**AUFGABE 1:** Wie viele Menschen in Deutschland erhalten laut dem Text zum malignen Melanom jährlich diese Diagnose?
**AUFGABE 2:** Kopieren Sie aus dem Text zum malignen Melanom wortgetreu alles von „Für Patienten mit“ bis hinunter zu „einer neuen Ära.“.
**AUFGABE 3:** Prüfen Sie, ob die folgenden Aussagen mit dem Text zum malignen Melanom übereinstimmen, und belegen Sie jede Antwort mit den entscheidenden Worten des Textes: (a) Für die beiden neu zugelassenen Medikamente konnten erstmals Überlebensvorteile nachgewiesen werden. (b) Die meisten Betroffenen befinden sich bei der Diagnose bereits in einem fortgeschrittenen Stadium. (c) In einem frühen Erkrankungsstadium lässt sich der Krebs chirurgisch entfernen.

**ÜBUNGSTEXT:**
---------------

Für Patienten mit malignem Melanom im fortgeschrittenen Stadium gab es bisher wenig Hoffnung. Nun wurden gleich zwei Medikamente zugelassen, für die erstmals Überlebensvorteile nachgewiesen werden konnten. Fachleute sprechen von einer neuen Ära.
Malignes Melanom – rund 19.000 Menschen in Deutschland werden pro Jahr mit dieser Diagnose konfrontiert. Die meisten befinden sich dann noch in einem frühen Erkrankungsstadium, sodass der Krebs chirurgisch entfernt werden kann. Bei den anderen ist er nicht mehr resezierbar oder hat bereits Lymphknoten, Lunge, Leber, Gehirn oder Knochen befallen.

---------------

**DATENSÄTZE:**
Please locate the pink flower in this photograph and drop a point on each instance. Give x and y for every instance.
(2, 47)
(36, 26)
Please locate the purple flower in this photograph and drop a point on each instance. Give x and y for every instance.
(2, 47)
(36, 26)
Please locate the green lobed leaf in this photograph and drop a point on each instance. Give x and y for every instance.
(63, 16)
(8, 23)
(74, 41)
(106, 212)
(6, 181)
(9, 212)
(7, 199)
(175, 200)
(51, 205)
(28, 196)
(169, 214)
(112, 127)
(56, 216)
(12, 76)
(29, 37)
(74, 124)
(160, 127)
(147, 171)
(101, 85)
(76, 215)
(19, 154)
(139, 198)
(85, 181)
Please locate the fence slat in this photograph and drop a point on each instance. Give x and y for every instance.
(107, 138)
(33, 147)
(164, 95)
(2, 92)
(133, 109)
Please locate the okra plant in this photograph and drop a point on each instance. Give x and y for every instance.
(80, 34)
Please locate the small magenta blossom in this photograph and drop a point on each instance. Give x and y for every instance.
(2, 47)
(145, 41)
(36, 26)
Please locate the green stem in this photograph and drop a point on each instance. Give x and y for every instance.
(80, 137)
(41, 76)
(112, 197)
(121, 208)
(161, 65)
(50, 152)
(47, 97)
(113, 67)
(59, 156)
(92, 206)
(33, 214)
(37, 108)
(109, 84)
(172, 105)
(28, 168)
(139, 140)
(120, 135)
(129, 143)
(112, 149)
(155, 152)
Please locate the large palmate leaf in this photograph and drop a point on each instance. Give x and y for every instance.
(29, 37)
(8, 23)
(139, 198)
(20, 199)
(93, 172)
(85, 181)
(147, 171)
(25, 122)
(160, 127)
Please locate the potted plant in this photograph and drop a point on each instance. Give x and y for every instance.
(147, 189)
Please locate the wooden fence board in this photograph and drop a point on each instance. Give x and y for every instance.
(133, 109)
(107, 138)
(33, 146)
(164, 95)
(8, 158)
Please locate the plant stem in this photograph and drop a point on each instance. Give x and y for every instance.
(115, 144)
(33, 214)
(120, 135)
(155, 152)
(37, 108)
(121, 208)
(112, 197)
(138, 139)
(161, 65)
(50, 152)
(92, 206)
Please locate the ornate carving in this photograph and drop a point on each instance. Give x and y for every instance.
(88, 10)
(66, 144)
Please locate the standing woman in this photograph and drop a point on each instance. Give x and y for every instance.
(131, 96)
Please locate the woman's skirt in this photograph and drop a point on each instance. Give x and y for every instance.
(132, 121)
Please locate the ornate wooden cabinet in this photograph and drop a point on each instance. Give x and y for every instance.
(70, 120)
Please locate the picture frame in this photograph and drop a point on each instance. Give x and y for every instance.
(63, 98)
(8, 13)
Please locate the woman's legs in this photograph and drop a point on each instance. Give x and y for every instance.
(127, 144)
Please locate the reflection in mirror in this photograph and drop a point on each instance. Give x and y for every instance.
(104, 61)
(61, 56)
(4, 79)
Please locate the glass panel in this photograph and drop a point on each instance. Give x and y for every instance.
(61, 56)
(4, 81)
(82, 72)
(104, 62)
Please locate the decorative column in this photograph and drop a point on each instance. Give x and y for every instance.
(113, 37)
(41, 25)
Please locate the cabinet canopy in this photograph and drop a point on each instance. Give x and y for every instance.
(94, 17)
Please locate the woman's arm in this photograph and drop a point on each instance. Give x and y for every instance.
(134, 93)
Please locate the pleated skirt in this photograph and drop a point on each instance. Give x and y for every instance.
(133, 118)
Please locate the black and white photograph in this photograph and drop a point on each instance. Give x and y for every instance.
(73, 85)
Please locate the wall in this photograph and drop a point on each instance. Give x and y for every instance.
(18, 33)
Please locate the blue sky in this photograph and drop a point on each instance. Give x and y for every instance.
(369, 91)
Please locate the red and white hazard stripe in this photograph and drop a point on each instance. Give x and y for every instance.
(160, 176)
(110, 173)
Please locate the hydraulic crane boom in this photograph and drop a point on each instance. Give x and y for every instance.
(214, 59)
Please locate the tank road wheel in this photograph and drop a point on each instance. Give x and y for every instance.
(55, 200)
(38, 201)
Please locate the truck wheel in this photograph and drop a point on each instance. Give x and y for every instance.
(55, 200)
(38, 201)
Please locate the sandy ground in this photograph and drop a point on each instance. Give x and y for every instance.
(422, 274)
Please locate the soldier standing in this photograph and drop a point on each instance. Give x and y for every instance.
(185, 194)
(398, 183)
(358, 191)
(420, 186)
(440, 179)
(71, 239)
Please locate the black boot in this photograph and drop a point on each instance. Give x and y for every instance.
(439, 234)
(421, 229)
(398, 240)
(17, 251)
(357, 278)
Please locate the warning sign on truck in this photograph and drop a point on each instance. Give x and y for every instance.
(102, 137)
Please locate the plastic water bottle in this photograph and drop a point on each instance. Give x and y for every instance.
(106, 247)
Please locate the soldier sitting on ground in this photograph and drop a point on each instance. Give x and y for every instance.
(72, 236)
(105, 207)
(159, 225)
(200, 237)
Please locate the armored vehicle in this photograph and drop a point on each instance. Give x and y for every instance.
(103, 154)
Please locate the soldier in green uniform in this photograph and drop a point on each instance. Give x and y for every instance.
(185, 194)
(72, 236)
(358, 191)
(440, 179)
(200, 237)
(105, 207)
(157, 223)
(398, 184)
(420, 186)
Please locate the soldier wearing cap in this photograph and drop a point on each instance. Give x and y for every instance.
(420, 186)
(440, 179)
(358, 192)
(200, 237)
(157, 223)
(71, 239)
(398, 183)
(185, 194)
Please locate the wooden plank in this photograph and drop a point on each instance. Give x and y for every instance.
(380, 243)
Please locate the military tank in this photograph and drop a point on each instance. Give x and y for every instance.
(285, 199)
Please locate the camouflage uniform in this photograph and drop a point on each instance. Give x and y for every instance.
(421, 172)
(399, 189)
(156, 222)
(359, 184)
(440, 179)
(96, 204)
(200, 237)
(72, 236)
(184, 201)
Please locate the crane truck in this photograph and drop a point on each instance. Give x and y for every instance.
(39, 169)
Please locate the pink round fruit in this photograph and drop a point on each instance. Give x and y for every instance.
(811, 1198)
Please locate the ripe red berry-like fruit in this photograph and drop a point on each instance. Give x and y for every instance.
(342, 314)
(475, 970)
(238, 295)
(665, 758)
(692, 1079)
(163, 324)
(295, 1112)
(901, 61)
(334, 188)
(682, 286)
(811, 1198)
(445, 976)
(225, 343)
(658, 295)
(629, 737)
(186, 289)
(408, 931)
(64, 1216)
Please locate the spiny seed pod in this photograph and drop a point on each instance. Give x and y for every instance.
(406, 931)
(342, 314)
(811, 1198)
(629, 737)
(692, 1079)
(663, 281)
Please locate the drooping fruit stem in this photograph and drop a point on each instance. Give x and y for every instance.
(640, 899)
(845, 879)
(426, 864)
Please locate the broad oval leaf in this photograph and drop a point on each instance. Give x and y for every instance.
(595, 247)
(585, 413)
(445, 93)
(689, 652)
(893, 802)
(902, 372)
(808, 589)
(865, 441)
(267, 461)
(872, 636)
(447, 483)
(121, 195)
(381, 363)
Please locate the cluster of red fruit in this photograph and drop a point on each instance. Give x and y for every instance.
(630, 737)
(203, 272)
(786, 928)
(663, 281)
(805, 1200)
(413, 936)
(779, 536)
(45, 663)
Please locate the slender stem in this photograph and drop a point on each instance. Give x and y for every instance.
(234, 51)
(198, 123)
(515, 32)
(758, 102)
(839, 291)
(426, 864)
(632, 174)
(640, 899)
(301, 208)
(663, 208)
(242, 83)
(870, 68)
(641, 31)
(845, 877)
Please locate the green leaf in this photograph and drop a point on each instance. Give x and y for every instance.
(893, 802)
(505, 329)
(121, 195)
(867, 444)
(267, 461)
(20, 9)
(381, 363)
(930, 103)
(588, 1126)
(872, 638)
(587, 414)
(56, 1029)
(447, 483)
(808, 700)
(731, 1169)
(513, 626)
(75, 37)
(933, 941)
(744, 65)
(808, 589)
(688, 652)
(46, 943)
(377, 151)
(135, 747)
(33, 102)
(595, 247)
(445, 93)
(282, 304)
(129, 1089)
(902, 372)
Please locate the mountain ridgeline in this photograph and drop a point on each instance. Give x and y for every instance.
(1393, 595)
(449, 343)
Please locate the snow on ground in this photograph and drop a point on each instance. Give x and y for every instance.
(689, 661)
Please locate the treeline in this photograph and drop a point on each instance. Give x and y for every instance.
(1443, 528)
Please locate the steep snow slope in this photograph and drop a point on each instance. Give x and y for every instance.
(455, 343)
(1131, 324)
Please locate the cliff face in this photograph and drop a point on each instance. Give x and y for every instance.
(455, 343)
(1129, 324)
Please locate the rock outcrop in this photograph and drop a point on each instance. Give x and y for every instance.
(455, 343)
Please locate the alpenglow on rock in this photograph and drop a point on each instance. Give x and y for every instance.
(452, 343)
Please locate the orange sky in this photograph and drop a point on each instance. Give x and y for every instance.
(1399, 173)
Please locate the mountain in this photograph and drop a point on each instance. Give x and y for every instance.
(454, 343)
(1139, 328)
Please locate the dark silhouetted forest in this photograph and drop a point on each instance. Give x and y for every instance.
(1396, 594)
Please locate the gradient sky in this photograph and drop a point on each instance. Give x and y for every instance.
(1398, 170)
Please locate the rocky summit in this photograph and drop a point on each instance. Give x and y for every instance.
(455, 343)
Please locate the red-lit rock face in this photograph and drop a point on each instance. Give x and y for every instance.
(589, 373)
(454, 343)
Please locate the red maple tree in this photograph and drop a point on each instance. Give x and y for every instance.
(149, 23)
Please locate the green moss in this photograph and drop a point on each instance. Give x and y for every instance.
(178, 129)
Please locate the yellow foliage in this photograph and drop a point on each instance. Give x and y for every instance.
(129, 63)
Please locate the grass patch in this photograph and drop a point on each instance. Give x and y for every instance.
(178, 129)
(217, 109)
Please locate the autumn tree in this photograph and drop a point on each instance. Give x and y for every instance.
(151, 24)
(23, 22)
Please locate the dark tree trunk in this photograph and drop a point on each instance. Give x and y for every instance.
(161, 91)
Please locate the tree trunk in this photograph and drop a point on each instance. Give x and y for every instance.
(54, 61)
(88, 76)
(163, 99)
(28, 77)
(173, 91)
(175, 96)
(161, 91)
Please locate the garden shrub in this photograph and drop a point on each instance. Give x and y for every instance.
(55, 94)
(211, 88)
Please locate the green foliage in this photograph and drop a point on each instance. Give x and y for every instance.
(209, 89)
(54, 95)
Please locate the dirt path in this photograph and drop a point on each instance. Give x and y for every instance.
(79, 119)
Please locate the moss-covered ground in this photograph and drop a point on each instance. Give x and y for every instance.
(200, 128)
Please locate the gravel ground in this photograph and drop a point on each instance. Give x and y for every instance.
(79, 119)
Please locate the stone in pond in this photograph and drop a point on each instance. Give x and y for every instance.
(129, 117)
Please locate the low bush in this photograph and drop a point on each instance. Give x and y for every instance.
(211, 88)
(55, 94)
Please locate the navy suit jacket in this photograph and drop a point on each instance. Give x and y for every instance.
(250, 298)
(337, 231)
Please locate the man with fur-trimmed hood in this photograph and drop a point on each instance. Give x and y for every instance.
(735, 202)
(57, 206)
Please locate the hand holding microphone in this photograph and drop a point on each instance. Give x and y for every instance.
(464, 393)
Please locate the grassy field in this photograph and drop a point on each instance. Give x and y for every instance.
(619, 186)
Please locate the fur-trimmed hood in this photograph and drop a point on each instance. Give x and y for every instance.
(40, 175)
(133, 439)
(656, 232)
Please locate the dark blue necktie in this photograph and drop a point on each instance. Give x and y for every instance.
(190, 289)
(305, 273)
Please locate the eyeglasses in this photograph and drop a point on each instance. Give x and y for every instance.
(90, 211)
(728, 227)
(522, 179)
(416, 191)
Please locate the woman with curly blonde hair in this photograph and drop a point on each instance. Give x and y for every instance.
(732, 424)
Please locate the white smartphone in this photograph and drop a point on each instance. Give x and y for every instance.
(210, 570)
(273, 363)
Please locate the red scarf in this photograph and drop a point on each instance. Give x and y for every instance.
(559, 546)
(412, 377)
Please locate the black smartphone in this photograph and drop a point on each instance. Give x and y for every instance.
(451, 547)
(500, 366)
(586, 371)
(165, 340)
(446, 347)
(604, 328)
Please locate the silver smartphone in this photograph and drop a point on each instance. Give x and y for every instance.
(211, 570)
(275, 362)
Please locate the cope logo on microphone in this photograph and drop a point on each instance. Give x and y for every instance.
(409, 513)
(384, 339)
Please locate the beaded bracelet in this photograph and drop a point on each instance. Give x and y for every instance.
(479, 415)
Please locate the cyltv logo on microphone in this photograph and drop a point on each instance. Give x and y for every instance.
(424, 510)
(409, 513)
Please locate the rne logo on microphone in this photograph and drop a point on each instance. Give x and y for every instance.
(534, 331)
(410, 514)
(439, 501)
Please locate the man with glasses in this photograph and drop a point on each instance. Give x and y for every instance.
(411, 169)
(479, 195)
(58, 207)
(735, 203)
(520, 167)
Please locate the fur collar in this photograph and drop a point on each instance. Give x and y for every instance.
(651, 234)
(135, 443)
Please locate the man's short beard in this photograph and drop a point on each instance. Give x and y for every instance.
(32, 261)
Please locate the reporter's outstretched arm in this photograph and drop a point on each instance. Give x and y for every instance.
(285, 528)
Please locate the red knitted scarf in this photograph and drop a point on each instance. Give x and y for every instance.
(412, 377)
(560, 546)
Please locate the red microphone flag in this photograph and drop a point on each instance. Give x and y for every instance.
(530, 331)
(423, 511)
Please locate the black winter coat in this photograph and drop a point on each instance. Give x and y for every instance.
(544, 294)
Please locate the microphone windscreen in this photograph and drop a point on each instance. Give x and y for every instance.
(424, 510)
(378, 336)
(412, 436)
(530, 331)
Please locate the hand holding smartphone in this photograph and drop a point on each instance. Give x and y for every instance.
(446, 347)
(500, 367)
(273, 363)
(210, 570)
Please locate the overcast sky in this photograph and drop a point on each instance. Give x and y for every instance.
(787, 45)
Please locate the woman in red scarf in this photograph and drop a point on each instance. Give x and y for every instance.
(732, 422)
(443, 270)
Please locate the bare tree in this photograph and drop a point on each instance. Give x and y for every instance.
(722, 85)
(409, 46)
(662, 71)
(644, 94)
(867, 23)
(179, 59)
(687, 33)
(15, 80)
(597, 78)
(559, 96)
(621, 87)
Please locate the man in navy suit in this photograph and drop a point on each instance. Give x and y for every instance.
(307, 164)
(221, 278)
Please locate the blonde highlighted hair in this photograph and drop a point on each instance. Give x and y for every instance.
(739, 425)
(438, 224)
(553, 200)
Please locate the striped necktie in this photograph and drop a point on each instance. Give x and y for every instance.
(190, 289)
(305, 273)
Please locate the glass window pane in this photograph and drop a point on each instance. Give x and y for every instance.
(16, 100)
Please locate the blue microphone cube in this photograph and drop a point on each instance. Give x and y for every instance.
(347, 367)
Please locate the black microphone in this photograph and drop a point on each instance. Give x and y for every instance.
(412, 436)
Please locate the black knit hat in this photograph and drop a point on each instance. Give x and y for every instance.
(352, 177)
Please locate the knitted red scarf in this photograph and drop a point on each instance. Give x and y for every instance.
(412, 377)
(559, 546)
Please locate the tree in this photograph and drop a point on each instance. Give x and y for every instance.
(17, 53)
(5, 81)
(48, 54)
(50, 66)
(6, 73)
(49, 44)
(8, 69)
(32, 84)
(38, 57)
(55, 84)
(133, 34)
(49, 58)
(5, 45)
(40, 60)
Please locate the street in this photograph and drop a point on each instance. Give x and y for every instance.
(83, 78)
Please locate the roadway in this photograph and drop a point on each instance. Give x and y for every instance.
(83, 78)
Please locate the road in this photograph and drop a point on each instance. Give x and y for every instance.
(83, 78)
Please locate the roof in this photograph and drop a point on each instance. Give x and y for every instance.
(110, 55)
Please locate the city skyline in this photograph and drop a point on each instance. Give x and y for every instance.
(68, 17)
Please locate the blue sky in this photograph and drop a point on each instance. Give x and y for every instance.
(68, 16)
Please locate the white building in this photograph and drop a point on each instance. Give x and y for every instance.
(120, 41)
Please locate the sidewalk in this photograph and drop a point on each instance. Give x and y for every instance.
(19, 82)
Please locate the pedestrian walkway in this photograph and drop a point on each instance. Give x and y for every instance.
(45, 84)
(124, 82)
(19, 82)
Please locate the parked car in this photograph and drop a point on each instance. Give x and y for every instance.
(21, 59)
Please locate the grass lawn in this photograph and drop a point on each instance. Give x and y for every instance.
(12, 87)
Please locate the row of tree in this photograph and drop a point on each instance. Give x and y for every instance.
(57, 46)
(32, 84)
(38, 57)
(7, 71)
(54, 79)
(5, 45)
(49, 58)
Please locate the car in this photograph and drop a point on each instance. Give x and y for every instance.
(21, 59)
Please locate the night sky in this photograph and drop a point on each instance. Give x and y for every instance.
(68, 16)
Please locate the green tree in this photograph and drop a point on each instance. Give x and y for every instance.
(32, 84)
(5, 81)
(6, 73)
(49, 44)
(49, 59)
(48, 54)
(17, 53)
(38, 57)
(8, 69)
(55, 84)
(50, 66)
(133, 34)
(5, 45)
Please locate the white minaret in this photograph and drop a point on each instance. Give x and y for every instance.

---------------

**LÖSUNG 1:** Rund 19.000 Menschen pro Jahr.

**LÖSUNG 2:**
Für Patienten mit malignem Melanom im fortgeschrittenen Stadium gab es bisher wenig Hoffnung. Nun wurden gleich zwei Medikamente zugelassen, für die erstmals Überlebensvorteile nachgewiesen werden konnten. Fachleute sprechen von einer neuen Ära.

**LÖSUNG 3:**
(a) Ja: „für die erstmals Überlebensvorteile nachgewiesen werden konnten“
(b) Nein: „Die meisten befinden sich dann noch in einem frühen Erkrankungsstadium“
(c) Ja: „sodass der Krebs chirurgisch entfernt werden kann“